> [Your objective] Duplicate the records below word for word, starting at the line that contains "Task: where can the window" and ending at the line that contains "Target: recessed ceiling light". Include both of those lines.

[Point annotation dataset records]
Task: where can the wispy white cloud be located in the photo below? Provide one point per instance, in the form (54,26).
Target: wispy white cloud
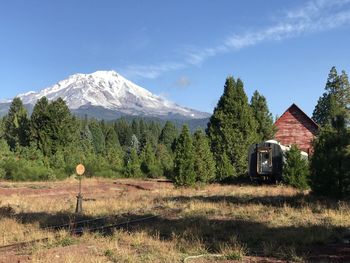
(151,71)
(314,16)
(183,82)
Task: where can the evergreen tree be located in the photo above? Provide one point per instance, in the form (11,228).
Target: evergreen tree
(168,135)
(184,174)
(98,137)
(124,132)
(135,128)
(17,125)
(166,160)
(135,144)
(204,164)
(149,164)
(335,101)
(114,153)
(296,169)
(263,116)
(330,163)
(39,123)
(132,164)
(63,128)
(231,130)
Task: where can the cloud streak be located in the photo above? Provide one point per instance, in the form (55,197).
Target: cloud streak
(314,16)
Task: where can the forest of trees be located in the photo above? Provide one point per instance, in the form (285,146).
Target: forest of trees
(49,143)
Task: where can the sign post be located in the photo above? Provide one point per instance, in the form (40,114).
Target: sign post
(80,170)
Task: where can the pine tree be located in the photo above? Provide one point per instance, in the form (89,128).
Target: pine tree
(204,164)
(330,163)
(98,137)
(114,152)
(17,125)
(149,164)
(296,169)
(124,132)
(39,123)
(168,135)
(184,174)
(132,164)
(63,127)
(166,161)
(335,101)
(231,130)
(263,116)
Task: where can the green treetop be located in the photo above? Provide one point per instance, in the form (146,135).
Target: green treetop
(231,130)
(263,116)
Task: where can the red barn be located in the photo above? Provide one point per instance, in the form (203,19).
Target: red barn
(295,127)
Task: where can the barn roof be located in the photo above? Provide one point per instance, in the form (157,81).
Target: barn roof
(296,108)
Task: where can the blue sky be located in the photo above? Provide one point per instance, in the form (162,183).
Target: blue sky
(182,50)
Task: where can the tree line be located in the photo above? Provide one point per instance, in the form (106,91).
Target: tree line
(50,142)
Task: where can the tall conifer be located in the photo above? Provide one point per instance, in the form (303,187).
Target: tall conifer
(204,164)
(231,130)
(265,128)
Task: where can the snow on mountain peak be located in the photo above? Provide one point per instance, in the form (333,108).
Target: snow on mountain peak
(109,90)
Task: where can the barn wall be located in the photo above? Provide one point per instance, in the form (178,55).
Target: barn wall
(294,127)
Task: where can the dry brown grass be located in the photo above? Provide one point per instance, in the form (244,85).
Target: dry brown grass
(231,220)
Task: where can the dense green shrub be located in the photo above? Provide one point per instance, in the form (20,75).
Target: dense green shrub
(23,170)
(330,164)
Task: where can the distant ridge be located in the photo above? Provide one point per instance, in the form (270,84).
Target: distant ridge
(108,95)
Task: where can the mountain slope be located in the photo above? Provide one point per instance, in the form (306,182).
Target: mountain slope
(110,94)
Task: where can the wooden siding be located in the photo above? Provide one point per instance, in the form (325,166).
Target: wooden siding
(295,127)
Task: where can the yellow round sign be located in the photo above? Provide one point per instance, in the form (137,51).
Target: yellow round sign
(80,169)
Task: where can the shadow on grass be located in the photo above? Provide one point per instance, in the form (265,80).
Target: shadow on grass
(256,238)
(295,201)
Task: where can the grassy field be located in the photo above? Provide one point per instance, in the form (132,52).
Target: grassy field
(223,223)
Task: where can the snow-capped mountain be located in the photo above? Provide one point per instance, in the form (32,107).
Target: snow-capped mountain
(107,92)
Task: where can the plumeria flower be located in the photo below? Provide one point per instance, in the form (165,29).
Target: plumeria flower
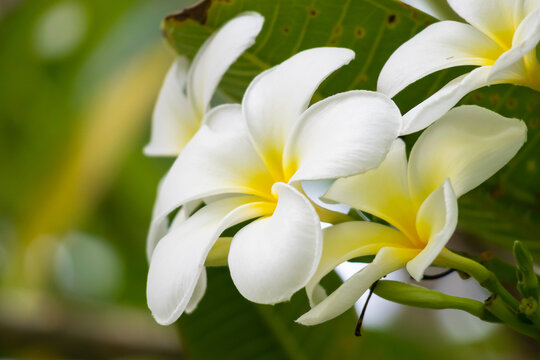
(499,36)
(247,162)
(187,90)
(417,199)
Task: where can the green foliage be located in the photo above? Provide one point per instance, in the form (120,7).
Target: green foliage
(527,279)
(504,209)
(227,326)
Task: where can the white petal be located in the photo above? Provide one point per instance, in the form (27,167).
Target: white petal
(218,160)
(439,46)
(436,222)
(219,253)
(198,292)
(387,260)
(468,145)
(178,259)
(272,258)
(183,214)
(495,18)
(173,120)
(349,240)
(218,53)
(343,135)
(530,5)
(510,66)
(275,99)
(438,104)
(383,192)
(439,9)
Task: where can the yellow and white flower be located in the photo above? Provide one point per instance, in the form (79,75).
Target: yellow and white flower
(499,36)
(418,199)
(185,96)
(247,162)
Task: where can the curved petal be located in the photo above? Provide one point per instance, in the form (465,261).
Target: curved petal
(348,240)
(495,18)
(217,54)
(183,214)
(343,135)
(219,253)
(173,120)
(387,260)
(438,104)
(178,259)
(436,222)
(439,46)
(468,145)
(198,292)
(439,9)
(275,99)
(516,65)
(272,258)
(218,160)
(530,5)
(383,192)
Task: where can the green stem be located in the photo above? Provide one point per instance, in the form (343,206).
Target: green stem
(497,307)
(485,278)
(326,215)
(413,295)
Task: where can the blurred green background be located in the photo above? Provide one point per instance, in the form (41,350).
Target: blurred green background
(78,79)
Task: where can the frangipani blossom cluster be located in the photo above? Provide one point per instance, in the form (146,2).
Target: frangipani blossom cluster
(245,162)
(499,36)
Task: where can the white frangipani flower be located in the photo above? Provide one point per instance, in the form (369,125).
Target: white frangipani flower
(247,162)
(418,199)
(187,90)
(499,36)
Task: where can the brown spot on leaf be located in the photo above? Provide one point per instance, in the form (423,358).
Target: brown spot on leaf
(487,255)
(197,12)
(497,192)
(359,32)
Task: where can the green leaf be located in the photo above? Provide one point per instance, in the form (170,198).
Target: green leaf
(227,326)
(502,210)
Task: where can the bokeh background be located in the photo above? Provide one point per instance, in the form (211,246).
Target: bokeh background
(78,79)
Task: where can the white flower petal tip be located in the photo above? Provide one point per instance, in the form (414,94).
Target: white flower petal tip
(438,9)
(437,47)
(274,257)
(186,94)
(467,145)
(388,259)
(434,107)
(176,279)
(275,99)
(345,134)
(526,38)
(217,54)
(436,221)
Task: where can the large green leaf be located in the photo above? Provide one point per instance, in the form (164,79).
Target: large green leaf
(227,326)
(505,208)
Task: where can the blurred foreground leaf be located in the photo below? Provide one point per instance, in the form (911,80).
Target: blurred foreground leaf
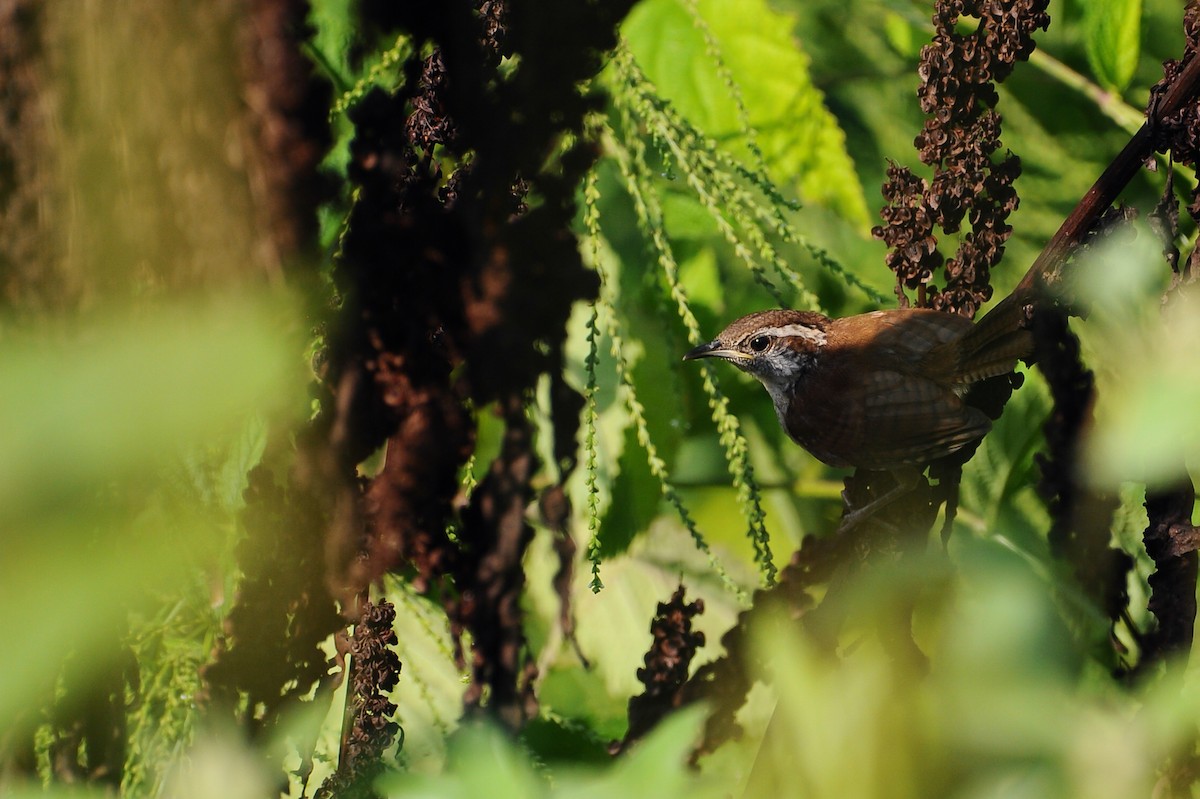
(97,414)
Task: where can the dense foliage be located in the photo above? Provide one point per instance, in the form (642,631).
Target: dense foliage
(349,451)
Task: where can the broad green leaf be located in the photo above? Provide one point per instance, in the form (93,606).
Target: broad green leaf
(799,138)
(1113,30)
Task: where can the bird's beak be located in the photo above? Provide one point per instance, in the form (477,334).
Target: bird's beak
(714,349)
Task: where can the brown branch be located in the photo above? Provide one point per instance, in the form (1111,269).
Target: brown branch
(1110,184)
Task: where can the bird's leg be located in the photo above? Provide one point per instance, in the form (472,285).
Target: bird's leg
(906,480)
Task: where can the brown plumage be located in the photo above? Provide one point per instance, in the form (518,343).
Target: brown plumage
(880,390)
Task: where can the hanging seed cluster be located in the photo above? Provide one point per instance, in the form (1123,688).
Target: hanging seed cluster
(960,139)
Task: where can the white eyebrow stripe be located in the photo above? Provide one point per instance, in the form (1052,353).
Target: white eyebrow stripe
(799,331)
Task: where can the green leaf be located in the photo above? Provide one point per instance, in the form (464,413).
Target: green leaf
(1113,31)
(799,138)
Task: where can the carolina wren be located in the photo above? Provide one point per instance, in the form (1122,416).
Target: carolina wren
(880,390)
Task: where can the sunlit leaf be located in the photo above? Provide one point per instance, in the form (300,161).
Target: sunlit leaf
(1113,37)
...
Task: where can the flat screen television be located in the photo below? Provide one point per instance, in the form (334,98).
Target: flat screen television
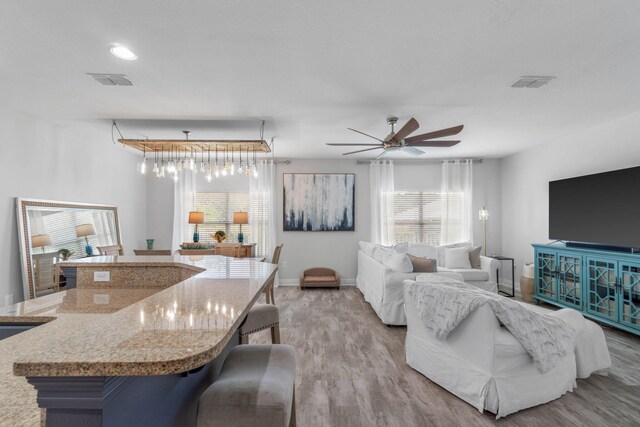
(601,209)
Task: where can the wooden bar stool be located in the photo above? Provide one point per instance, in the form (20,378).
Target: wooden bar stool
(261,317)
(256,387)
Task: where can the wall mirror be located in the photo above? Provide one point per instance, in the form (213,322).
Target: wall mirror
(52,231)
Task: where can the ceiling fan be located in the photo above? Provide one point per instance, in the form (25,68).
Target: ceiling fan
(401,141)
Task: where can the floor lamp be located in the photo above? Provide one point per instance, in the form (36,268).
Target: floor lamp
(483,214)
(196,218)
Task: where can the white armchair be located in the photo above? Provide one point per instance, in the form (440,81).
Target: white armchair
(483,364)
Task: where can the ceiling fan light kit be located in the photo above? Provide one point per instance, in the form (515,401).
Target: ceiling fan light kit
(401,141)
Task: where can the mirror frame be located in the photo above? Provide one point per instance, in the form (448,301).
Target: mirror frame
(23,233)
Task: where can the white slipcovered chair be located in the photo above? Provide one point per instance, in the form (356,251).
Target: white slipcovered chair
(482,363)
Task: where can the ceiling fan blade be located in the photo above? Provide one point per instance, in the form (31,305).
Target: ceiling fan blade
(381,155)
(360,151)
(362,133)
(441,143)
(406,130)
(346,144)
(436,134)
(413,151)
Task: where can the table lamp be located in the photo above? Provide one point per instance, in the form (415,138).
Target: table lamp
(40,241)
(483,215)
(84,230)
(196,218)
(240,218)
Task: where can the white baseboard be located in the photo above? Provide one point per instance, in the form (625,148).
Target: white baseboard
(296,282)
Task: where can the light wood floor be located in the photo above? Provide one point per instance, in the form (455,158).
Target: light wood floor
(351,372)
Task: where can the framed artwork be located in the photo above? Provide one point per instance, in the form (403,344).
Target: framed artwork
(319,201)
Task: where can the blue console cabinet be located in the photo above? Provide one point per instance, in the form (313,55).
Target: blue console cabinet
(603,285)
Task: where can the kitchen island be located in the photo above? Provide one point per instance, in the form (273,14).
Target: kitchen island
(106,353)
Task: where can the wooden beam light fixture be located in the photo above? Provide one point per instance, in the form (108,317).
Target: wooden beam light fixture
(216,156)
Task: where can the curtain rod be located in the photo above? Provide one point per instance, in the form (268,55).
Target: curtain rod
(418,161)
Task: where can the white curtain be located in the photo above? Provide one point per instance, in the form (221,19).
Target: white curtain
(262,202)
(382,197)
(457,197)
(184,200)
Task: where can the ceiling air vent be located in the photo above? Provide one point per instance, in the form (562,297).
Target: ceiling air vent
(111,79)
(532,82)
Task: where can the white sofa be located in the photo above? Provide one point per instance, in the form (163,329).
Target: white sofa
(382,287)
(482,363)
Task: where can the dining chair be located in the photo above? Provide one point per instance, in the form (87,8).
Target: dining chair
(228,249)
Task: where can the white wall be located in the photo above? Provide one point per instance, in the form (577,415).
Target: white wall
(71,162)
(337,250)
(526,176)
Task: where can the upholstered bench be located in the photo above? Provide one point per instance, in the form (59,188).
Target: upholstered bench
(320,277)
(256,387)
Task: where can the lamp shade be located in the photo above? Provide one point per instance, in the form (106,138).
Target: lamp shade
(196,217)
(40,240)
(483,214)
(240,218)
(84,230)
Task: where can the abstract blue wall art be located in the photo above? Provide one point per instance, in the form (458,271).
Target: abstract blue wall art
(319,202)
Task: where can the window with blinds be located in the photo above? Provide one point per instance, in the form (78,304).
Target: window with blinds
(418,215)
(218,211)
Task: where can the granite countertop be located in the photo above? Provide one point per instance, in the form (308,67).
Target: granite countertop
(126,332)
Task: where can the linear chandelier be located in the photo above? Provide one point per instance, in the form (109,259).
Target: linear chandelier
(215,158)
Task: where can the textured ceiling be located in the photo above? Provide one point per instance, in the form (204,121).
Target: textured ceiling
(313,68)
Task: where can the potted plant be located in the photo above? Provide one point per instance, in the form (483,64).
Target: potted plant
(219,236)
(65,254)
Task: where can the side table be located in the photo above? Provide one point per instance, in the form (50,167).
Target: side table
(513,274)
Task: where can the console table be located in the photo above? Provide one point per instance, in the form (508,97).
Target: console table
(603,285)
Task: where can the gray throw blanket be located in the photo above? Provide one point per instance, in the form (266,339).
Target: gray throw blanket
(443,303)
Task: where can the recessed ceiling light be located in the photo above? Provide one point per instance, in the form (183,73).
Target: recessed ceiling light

> [The result]
Task: where can the window with blinds be located in the photo above? Provide one point per instance, in the form (78,304).
Target: window with blinds
(418,215)
(218,211)
Task: where can the granite countertop be located in the photo above? Provide one point per instance, in the form (308,67).
Target: granite countertop
(126,332)
Task: where can the linear chandelier be located in the photo above? Provide one point per instance, in the form (109,259).
Target: linear chandelier
(215,158)
Task: where can the textured ceiling be located in the photo above? Provide one point per instance, in the form (204,121).
Target: textured ceiling
(313,68)
Task: where can the potted plant be located in the photo above? Provide one point per instance, in the form (483,64).
Target: potted plant
(219,236)
(65,254)
Task: where can the side table be located in the photo above? Provide one point per instance, in the form (50,167).
Target: side table
(513,274)
Task: where can the console table be located in the photo above? Provide one point per instance, in the form (508,97).
Target: console table
(603,285)
Task: where can the gray throw blanket be located in the photo above? Provide one point per instance, in the form (266,339).
Target: gray throw blanket
(443,303)
Task: where can the recessed ceiling light be located in the photo above? Provide one point per instance, in the form (183,73).
Target: recessed ceiling light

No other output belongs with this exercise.